WHAT IS EXPECTED:
Switch every "pixel coordinates" in the lines below to "x,y positions" and write the lines out again with nothing else changed.

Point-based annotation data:
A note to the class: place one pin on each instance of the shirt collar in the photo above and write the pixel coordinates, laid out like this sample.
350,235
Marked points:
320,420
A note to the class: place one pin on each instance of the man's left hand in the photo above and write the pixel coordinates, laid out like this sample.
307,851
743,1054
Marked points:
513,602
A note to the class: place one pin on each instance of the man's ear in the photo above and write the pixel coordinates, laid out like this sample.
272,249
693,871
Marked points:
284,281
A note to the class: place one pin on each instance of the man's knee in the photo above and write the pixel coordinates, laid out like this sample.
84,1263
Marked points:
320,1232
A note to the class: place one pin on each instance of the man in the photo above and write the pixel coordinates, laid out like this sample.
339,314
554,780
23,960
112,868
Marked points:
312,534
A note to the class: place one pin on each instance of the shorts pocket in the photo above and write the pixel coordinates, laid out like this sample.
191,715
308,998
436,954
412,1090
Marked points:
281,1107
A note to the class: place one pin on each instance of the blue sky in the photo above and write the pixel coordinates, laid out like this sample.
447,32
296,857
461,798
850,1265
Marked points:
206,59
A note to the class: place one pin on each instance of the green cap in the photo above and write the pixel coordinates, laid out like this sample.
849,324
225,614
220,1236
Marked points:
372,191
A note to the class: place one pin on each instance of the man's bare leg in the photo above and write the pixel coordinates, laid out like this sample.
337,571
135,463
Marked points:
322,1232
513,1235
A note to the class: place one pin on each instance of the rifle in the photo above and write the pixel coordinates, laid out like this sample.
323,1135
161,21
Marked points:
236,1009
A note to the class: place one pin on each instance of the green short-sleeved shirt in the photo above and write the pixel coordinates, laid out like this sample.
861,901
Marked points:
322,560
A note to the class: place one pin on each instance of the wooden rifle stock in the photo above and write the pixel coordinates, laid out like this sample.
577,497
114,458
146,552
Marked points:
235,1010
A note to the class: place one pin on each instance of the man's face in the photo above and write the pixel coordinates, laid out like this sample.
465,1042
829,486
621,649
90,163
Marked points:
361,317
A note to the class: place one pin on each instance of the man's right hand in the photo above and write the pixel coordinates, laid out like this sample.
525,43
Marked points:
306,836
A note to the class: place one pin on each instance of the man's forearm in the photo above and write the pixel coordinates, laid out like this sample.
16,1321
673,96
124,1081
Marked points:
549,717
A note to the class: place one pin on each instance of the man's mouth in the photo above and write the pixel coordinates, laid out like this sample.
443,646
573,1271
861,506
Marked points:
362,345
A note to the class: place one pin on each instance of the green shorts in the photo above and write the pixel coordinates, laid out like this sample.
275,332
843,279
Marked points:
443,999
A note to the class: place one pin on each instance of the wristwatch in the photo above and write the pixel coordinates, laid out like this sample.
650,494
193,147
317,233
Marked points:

SOLVED EXERCISE:
A note to the class: place one pin on each instance of the shirt collar in the photo above and write the x,y positions, laid out like this sample.
350,235
Marked points:
320,420
A note to the class: place one pin on each instance of the man's left hand in the photo above and write the x,y positions, laid out like this sample.
307,851
743,1054
Marked points:
513,602
A note to the class: place one pin on each instance of the man's ear in the photo above and write the x,y positions, laid out like this sample.
272,249
693,871
Marked points:
284,281
A note to the class: place one pin on each instance of the man's knee in the photo above and write the x,y positions, laid out like this sample.
84,1263
Marked points:
320,1232
A note to the class: place one pin on each instance of the man in the photo above and write the x,y positions, laid out like this sample.
339,314
554,780
23,960
112,868
Marked points:
312,534
A note to the class: place one pin on each instance of the shorts pocket in the photo above and write the x,y positions, laid out like this sample.
191,715
308,998
436,954
412,1090
Marked points:
281,1107
A note to the class: place one pin on each instance of the blue sky in the photo above and write the x,y positions, laid out like this sample.
447,32
296,857
461,798
850,1265
Marked points:
206,59
A note to the class: place one pin on each instance of the green cap in the photo above and write the x,y positions, laid out like this sample.
849,324
225,614
220,1236
Marked points:
372,191
A note to the class: place one pin on each instance of the man's bare leg in the photo above and write the x,y positions, laid out like this sample.
337,571
135,463
Marked points:
322,1232
513,1235
A note to the class: place one pin on each instance of the rifle in the photo above and write the x,y positions, laid out like this sample.
323,1135
161,21
Marked points:
236,1009
A note to the class: place one pin on each instance of the green short-sleeved shirt in the photo above and write the x,y positions, laid out like this sample.
861,901
Marked points:
322,560
A note to the class: place one pin on each instance of the wooden rifle stock in the photo above and write the x,y positions, laid out like this sample.
577,497
114,458
146,552
Marked points:
235,1010
A note to the class: place one pin on each instance of the man's face in the photo above and write the x,y positions, laid out like this sample.
465,1042
829,486
621,649
90,163
Marked points:
361,317
A note to the class: place one pin on each instance of the man's right hand in the photo above and write the x,y positions, laid out like this sample.
525,43
Marked points:
306,836
A note to the class: place one pin on each instance of the man's forearm in the photo above and write the x,y positions, laid out like this sample.
16,1321
673,96
124,1081
Marked points:
549,717
A note to the class: place one pin on each instance of the man's mouth in the photo above and write the x,y positions, laid out like this sample.
443,646
573,1271
861,506
Marked points:
362,345
A note to the class: place one pin on each instance of the green shorts in the photo above and write the x,y positions, laid out like this sample.
275,332
843,279
Marked points:
443,999
A note to the class: place one pin on each instance of the wristwatch in the photo above and write the x,y positions, laid out like this sample.
650,494
193,147
317,233
Marked points:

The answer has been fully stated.